→ YOUR TASK
The entries must be set down again word for word; no pictures belong in the copy.

RECORDS TO PROCESS START

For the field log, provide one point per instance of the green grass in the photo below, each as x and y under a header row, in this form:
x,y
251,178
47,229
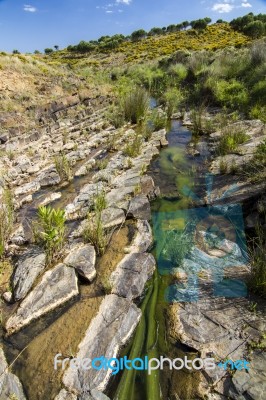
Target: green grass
x,y
94,232
257,280
49,231
230,139
135,105
6,218
133,147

RECORDS TO PROCESS END

→ WRITTEN RESPONSE
For the field log, provide one point per instance of the green grass in the photo below, each as x and y under a header row, in this form:
x,y
251,178
47,229
Target: green grass
x,y
94,232
257,280
49,231
230,139
135,105
6,218
133,147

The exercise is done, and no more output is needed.